RECORDED INFORMATION section start
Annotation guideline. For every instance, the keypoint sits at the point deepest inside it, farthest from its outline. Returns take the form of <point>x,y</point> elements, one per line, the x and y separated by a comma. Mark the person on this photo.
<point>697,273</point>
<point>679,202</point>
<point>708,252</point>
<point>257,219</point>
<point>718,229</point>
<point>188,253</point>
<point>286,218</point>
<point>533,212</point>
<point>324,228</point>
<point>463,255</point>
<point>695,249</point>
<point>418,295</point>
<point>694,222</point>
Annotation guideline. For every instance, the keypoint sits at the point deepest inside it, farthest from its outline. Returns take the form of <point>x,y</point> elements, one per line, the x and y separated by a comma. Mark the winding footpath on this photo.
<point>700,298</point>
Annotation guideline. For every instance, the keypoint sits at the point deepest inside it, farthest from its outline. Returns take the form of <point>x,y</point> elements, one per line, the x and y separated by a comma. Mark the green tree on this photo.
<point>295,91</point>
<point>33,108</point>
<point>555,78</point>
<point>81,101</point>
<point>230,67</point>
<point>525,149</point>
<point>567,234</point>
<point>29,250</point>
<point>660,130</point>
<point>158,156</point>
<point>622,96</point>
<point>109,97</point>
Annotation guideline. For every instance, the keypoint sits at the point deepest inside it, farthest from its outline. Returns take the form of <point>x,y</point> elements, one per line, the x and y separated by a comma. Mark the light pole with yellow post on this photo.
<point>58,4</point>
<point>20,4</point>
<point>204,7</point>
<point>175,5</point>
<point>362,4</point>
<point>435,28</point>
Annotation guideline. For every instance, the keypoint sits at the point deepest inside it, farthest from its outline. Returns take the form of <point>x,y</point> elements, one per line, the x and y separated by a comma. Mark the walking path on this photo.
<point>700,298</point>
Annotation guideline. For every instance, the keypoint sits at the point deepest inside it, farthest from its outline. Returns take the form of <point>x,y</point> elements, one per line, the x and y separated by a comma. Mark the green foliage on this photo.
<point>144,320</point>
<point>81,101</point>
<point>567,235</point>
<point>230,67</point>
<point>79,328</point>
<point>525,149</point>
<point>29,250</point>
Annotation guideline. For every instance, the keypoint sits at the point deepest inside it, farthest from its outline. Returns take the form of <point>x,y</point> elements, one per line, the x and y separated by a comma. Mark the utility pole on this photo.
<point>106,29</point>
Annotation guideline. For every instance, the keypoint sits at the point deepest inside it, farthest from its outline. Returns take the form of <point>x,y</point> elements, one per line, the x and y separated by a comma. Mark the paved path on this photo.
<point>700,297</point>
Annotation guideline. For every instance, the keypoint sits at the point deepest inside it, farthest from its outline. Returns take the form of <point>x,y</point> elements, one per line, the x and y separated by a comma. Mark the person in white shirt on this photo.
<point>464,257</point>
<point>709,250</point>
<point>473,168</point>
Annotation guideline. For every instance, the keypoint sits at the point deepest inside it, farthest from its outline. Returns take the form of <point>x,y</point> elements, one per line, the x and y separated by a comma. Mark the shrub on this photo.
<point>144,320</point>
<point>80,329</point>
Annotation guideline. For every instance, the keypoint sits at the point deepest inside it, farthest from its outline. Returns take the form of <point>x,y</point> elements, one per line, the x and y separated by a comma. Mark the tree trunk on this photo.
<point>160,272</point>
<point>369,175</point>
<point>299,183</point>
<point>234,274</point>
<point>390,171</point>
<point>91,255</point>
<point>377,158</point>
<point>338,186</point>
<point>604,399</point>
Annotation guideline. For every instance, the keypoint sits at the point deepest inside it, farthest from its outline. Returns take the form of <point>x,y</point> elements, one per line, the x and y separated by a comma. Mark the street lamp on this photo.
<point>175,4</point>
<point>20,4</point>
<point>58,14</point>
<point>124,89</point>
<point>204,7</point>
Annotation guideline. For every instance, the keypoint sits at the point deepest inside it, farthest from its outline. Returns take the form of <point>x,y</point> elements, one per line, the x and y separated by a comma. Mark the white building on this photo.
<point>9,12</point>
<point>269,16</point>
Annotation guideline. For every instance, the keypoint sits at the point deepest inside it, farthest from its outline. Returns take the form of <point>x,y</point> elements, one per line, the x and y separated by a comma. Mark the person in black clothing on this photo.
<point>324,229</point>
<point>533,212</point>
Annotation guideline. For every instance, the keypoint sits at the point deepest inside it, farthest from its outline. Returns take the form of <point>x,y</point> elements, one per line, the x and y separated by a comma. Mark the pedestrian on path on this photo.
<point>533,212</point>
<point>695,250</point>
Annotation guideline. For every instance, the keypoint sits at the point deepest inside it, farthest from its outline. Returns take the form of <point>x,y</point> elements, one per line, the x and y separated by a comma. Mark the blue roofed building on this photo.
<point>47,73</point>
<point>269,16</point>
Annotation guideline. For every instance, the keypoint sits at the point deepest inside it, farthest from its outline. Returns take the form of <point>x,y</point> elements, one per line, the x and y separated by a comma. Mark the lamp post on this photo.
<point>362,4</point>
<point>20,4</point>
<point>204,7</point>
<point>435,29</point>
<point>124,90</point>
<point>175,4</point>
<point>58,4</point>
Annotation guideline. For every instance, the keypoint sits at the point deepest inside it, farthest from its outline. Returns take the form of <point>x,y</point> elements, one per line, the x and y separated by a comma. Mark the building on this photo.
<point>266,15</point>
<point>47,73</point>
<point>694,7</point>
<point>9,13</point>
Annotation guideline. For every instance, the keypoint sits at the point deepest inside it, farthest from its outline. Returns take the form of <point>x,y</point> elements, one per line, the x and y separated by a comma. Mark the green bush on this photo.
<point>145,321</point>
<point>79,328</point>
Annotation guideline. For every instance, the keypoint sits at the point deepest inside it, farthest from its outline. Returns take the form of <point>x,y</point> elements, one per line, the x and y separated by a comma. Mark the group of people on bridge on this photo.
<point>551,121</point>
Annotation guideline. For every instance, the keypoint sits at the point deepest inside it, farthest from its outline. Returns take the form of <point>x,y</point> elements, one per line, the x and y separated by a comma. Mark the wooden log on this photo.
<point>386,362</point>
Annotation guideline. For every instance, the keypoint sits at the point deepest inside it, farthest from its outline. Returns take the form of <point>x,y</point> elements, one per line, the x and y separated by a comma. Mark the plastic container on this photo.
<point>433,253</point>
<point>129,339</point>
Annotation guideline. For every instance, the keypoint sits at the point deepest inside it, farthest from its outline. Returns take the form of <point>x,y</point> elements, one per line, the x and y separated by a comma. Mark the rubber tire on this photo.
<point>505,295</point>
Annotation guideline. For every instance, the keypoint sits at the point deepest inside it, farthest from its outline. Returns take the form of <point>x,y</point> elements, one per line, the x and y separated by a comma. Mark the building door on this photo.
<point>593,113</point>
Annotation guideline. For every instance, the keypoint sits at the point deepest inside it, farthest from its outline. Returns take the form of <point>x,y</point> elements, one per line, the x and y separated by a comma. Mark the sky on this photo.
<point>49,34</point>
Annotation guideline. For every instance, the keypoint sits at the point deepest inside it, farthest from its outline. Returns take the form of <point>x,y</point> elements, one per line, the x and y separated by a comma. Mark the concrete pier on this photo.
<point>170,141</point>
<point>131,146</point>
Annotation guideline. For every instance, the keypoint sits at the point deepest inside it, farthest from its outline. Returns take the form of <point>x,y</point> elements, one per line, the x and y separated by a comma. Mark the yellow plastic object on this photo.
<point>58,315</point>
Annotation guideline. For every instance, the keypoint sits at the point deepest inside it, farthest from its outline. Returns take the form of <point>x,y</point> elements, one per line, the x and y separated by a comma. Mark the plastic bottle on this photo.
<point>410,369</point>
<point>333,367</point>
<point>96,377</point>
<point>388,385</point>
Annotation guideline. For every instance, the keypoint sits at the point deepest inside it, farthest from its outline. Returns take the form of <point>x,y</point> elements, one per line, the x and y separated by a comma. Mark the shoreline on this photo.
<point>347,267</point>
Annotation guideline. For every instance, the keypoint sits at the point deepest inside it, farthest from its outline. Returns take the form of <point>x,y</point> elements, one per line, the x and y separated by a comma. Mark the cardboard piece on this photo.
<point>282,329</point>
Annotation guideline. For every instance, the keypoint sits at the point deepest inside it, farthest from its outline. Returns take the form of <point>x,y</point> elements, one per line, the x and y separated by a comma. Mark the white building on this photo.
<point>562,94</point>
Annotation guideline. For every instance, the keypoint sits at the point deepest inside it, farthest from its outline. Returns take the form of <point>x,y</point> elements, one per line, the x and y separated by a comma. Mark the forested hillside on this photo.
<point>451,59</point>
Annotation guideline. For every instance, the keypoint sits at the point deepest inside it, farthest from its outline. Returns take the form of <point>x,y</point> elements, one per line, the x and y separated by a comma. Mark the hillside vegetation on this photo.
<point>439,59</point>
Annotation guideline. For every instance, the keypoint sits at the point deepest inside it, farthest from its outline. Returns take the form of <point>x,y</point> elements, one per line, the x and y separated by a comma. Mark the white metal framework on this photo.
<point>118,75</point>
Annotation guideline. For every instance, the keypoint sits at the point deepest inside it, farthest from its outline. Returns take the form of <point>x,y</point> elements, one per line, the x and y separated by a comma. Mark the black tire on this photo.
RECORDED INFORMATION section end
▶ **REQUIREMENT**: Once you find the line containing "framework on this photo.", copy it and every line after it through the end of the records, exactly as they stand.

▶ **EXERCISE OUTPUT**:
Annotation guideline. For every instance, the keypoint sits at the point deepest inside it, farthest from its outline. Returns take the form of <point>x,y</point> elements, one per line, the x and y separated by a comma. Mark the white metal framework on this photo.
<point>118,75</point>
Annotation guideline. For every instance, the keypoint sits at the point deepest inside it, farthest from its outline. Returns take the form of <point>x,y</point> elements, one per line, the x and y separated by a comma. Mark the black tire on this photo.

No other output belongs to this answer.